→ Exercise aim: Copy the stretch from "Gonna take out" through "for the job?" in the gutter thread, changing "caulk" to "sealant".

→ Excerpt to read:
#####

# Gutter screws vs. rivets



## sh40674

Gonna take out a downspout and move it to another location, also have a corner to fix... Should I use screws or rivets? Also, should I use the gutter seam caulk in the gutter section for the patch and beads, or is there a better caulk out there for the job?


----------



## jagans

They make white head hex heat self tapping screws for downspouts so you can take them apart if they get clogged up.

OK I'll bite, what are "Patches and Beads"?

Seams? If you mean seams, I clean the bare metal first with naphtha, then use 30 minute acetoxy set clear GE silicone. Believe it or not, I have embeded MR fiberglass drywall tape in silicone sealant for added strength and it works really well.


----------



## sh40674

I mean a patch for the downspout hole and beads of caulk, as well as the new corner... Should I use rivets or screws?


----------



## jagans

I gave you my answer in post number 2, above, white head, hex drive screws. Use a 1/4 inch magnetic nut driver in your cordless drill.


----------



## kwikfishron

I got to disagree with the screws, especially if you have (or have access to) a rivet gun.

All it takes is that little tit of the screw sticking though to catch the first leaf (or whatever) to begin the clogging process.


----------



## jagans

Well, that's the beauty of living in the good ole USA. Not having a downspout inspector, you can use whatever you want, but you better hurry up before they elect one and you need a permit to attach your downspouts. Next will be predators flying over to see if you are putting a new roof on without a permit.


----------



## kwikfishron

jagans said:


> Well, that's the beauty of living in the good ole USA. Not having a downspout inspector, you can use whatever you want, but you better hurry up before they elect one and you need a permit to attach your downspouts. Next will be predators flying over to see if you are putting a new roof on without a permit.


Well you can spin it anyway you want :thumbup: but a spike sticking into a downspout is never a good thing (might be fine if you live in the desert I guess). :whistling2:


----------



## jagans

Well, thats my *point *exactly. You can *spin *a screw, and it comes out for disassembly. I do get your *point *regarding the _*point *_though. The screws I used were like 3/8" long. I have used rivets, but prefer screws for the reason stated.


----------



## paintdrying

Yes and no to both, stainless steel screws are nice, hard to hold on to because they are non magnetic. Downspouts with rivets clog up, then you have to drill the rivet. I really hate rivets. Rivet the first elbow to the outlet in the bottom of the gutter, then one screw on the top part of the downspout to hold everything together. One screw on each side of the elbow is a good way to clog up a downspout. Everything is different, maple helicopters are going to clog every hole, oak leaves will lay acrooss the outlet. Locus leaves will plug your underground pipes. You just have to check your gutters when it rains


----------



## jagans

Yeah lifes a beach, whichever way you go. Use 3 x 4 downspouts and 6 inch gutters, and the squirrels run up the downspouts. Install gutter guards and you encourage ice damming yata yata yata. Now you *can *escape up to the roof and clean out the gutters, then sit on the ridge and just enjoy the clouds passing by for a while. Thats what I do. Just don't sit on a lightning rod. :laughing:


----------



## AndyWRS

The only time I ever see rivets in gutters is when its a custom box gutter. 99.9% of all the gutter we see in So Cal have the screws in the color to match the gutter.

either way will work though.

#####

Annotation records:
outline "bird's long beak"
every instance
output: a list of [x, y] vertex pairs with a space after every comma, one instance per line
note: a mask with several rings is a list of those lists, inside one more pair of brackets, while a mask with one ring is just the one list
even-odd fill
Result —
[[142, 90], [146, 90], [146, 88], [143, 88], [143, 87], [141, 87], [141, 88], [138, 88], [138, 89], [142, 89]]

#####

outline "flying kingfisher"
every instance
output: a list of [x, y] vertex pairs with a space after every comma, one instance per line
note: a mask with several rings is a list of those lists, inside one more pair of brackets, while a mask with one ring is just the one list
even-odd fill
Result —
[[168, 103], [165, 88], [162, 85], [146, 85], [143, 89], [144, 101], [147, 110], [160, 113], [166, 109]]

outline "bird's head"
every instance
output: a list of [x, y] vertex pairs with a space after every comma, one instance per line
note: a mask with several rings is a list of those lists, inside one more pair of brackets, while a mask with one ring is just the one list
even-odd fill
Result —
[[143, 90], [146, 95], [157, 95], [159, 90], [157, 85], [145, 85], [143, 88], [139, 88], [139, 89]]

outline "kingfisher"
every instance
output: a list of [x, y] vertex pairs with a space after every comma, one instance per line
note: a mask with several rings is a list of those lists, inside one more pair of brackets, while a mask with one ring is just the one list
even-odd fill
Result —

#####

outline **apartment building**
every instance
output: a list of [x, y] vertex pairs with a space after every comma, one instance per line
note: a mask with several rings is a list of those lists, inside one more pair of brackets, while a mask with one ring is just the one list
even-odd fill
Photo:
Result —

#####

→ Exercise response:
Gonna take out a downspout and move it to another location, also have a corner to fix... Should I use screws or rivets? Also, should I use the gutter seam sealant in the gutter section for the patch and beads, or is there a better sealant out there for the job?